» TESTO DI PARTENZA:
Collegati con noi

Esteri

Trump sfida Putin, gli Usa non rispetteranno più il trattato sui missili nucleari: rischio corsa agli armamenti

Pubblicato

del

Incalzato dal Russiagate e dai sospetti di collusione con il Cremlino, Donald Trump sfida Vladimir Putin pensando pero’ anche a Xi Jinping. E da domani sospende lo storico trattato sui missili nucleari a medio raggio (Inf), firmato nel 1987 da Ronald Reagan e Michail Gorbaciov per mettere fine alla crisi degli euro missili e considerato una pietra miliare della fine della guerra fredda. Un trattato che pero’ non vincola la Cina, che nel frattempo ha sviluppato un arsenale basato in gran parte proprio su questo tipo di razzi. La Casa Bianca, come fece gia’ l’amministrazione Obama nel 2014, ha accusato la Russia di averlo violato “impunemente” per “troppo tempo”, “sviluppando segretamente e schierando un sistema missilistico proibito che pone una minaccia diretta ai nostri alleati e alle nostre truppe all’estero”. Si tratta del missile 9M729 Novator, ‘l’arma invincibile’ capace di superare tutte le attuali difese anti balistiche americane. Ma le accuse sono reciproche. Anche Mosca contesta a Washington di non aver rispettato l’accordo con il suo scudo spaziale nell’Europa dell’est, basato su missili intercettori che potrebbero facilmente diventare armi offensive e che comunque rompono l’equilibrio delle forze in campo.

Ora gli Stati Uniti, ha subito replicato la Russia, potrebbero schierare un totale di “48 missili da crociera” in Europa mettendo cosi’ “in pericolo” la Russia centrale e Mosca “non puo’ ignorare questa minaccia”. Il Cremlino teme inoltre che gli Usa possano ritirarsi anche dall’accordo New Start per la riduzione delle armi di distruzione di massa, che scade il 5 febbraio del 2021, poco dopo l’insediamento del prossimo presidente americano.

Dopo l’uscita degli Usa all’accordo con l’Iran, il mondo resterebbe cosi’ privo di intese contro la proliferazione nucleare. La sospensione del trattato Inf e’ stato annunciata in conferenza stampa dal segretario di Stato Mike Pompeo, alla scadenza dei 60 giorni dati a Mosca per dimostrare il rispetto delle sue condizioni. “I Paesi devono essere richiamati alle loro responsabilita’ quando violano le regole. La Russia ha minato gli interessi di sicurezza degli Stati Uniti e non possiamo piu’ essere limitati da un trattato che la Russia ha violato spudoratamente”, ha tuonato. Gli ha fatto eco la Casa Bianca, che pero’ ha lasciato aperta la porta a negoziati con la Russia sul controllo degli armamenti a condizioni di “verificabilita’ e applicabilita’”, cui potrebbe seguire “lo sviluppo, forse per la prima volta, di un’ottima relazione a livello economico, commerciale, politico e militare”.

» ISTRUZIONI:
1: Riscrivi la parte dell'articolo sul trattato Inf che va da "Ora gli Stati" a "prossimo presidente americano.", sostituendo "Cremlino" con "governo russo".
2: Traduci in inglese questa frase dell'articolo sul trattato Inf: "Un trattato che pero’ non vincola la Cina, che nel frattempo ha sviluppato un arsenale basato in gran parte proprio su questo tipo di razzi."
3: Continua l'articolo sul trattato Inf a partire dalla sua ultima frase.

» RECORD FORNITI:
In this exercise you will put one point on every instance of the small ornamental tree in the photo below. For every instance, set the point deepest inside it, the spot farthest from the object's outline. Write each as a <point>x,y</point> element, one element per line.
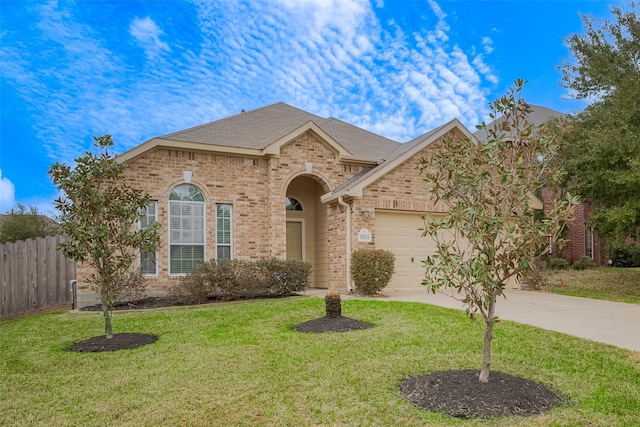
<point>489,235</point>
<point>99,213</point>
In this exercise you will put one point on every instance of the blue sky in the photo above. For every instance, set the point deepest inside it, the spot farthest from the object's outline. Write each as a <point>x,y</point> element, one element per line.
<point>139,69</point>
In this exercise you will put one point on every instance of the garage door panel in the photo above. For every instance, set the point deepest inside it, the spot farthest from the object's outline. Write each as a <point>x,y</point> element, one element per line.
<point>400,233</point>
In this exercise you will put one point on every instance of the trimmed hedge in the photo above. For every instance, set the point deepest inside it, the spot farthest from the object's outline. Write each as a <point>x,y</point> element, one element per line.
<point>625,256</point>
<point>232,279</point>
<point>372,269</point>
<point>558,263</point>
<point>583,263</point>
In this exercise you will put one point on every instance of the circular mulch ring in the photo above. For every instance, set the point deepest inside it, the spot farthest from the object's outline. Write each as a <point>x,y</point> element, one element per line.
<point>460,394</point>
<point>332,324</point>
<point>126,341</point>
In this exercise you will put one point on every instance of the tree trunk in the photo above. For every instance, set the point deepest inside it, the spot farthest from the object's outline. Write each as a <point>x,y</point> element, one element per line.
<point>108,330</point>
<point>488,336</point>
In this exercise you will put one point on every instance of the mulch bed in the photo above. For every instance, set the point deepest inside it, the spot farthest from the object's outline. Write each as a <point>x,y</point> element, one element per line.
<point>126,341</point>
<point>460,394</point>
<point>332,324</point>
<point>162,302</point>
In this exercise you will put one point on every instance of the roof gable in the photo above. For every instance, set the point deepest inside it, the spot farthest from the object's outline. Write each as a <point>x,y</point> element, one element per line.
<point>355,186</point>
<point>264,130</point>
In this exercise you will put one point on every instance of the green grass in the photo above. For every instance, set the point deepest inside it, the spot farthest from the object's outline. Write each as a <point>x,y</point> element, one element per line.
<point>240,364</point>
<point>613,284</point>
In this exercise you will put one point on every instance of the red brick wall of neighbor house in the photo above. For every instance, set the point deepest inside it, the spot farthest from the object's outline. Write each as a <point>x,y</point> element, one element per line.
<point>576,245</point>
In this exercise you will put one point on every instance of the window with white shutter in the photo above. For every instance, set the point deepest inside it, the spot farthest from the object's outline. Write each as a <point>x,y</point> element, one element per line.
<point>149,260</point>
<point>223,231</point>
<point>186,228</point>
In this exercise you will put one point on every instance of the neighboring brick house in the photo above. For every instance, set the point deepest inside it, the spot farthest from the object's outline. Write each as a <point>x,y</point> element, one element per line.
<point>281,182</point>
<point>581,239</point>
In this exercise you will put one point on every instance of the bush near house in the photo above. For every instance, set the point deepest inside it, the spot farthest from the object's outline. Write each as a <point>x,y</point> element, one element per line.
<point>372,269</point>
<point>583,263</point>
<point>231,279</point>
<point>625,256</point>
<point>558,264</point>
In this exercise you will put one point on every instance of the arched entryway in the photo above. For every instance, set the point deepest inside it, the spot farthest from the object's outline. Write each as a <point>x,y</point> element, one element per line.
<point>307,236</point>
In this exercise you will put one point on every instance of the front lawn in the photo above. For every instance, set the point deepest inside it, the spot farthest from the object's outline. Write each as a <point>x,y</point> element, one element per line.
<point>613,284</point>
<point>239,363</point>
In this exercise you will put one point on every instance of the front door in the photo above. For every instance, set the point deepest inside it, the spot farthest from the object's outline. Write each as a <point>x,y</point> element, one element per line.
<point>294,240</point>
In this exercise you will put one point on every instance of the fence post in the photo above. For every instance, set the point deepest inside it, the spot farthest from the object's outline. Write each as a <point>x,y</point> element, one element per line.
<point>33,275</point>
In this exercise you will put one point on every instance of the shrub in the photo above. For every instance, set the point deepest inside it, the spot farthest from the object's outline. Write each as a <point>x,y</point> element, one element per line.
<point>625,256</point>
<point>558,264</point>
<point>372,269</point>
<point>231,279</point>
<point>583,263</point>
<point>333,304</point>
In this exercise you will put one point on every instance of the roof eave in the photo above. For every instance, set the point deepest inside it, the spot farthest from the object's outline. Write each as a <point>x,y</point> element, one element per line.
<point>188,146</point>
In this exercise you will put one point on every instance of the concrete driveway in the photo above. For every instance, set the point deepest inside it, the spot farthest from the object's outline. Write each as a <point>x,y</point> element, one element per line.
<point>614,323</point>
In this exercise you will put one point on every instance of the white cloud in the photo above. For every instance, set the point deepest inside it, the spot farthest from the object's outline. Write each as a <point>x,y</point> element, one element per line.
<point>7,194</point>
<point>487,44</point>
<point>330,57</point>
<point>147,33</point>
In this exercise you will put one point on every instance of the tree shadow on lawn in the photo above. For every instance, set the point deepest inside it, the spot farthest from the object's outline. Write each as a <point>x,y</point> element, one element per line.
<point>458,393</point>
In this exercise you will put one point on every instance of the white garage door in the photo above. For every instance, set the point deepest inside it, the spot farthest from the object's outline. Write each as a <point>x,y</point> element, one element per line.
<point>399,232</point>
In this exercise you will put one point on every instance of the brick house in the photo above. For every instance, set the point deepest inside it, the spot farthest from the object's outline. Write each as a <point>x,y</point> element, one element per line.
<point>281,182</point>
<point>581,239</point>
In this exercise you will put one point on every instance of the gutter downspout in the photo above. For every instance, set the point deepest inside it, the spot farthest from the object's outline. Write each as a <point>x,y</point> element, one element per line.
<point>348,237</point>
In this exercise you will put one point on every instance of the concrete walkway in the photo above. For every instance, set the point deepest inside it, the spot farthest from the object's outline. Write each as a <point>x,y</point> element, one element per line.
<point>614,323</point>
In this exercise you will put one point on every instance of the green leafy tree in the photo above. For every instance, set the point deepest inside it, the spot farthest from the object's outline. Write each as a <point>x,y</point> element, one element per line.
<point>99,213</point>
<point>25,223</point>
<point>489,235</point>
<point>602,151</point>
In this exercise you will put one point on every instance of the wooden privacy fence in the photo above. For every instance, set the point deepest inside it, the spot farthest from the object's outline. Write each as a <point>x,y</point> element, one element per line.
<point>34,275</point>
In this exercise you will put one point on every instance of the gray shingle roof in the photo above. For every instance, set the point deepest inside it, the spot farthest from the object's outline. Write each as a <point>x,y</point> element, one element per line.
<point>261,127</point>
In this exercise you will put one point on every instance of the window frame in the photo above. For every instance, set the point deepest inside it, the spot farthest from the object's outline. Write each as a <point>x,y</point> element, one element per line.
<point>171,244</point>
<point>143,227</point>
<point>589,246</point>
<point>230,231</point>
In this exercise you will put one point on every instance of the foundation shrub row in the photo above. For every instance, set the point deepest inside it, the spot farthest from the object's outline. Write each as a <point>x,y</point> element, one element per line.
<point>372,269</point>
<point>237,278</point>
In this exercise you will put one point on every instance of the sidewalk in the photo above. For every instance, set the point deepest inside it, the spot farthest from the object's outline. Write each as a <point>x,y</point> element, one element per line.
<point>614,323</point>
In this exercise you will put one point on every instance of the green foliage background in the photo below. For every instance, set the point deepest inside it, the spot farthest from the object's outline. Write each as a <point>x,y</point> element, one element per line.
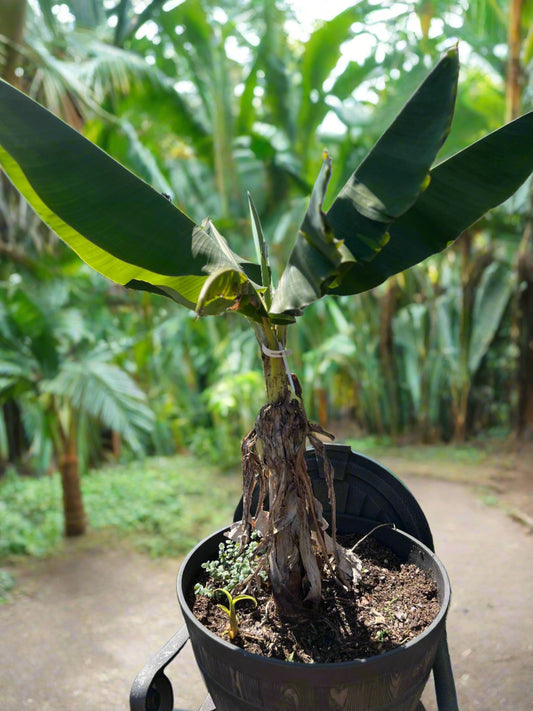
<point>206,100</point>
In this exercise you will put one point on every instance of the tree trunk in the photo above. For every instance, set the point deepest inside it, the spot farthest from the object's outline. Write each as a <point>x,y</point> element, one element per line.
<point>525,310</point>
<point>12,16</point>
<point>14,432</point>
<point>297,548</point>
<point>75,519</point>
<point>513,82</point>
<point>386,352</point>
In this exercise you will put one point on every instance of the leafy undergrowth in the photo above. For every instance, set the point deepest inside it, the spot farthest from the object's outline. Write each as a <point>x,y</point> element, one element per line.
<point>162,506</point>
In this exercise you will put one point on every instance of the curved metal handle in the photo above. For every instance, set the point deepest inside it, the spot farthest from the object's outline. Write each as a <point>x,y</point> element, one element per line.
<point>151,689</point>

» RISPOSTE:
1:
Ora gli Stati Uniti, ha subito replicato la Russia, potrebbero schierare un totale di “48 missili da crociera” in Europa mettendo cosi’ “in pericolo” la Russia centrale e Mosca “non puo’ ignorare questa minaccia”. Il governo russo teme inoltre che gli Usa possano ritirarsi anche dall’accordo New Start per la riduzione delle armi di distruzione di massa, che scade il 5 febbraio del 2021, poco dopo l’insediamento del prossimo presidente americano.

2: A treaty that, however, does not bind China, which in the meantime has developed an arsenal based largely on precisely this type of missile.

3:
Ora c’e’ una finestra di altri 180 giorni, che l’Onu ha chiesto di usare per risolvere le differenze, anche se prevale lo scetticismo. “Se la Russia non onora i suoi obblighi del Trattato Inf attraverso la distruzione verificabile di tutti i suoi sistemi missilistici 9M729, ritornando cosi’ alla piena e verificabile conformita’ prima che il ritiro degli Stati Uniti entri in vigore tra sei mesi, si assumera’ la piena responsabilita’ della fine del trattato”, ha ammonito la Nato, costretta a fare muro dopo essere stata colta di sorpresa dal primo annuncio di Trump lo scorso ottobre. A fare le spese della fine del trattato sarebbe prima di tutto l’Europa, che tornerebbe teatro di scontro tra le due superpotenze, peraltro sotto il monito di Trump a sborsare di piu’ per la difesa.

“Senza il trattato ci sara’ meno sicurezza”, ha twittato infatti il capo della diplomazia tedesca, Heiko Maas, mentre il ministro degli Esteri iraniano Javad Zarif ha ironizzato sul fatto che “ogni accordo con il governo degli Stati Uniti non vale l’inchiostro; persino i trattati ratificati dal Congresso”.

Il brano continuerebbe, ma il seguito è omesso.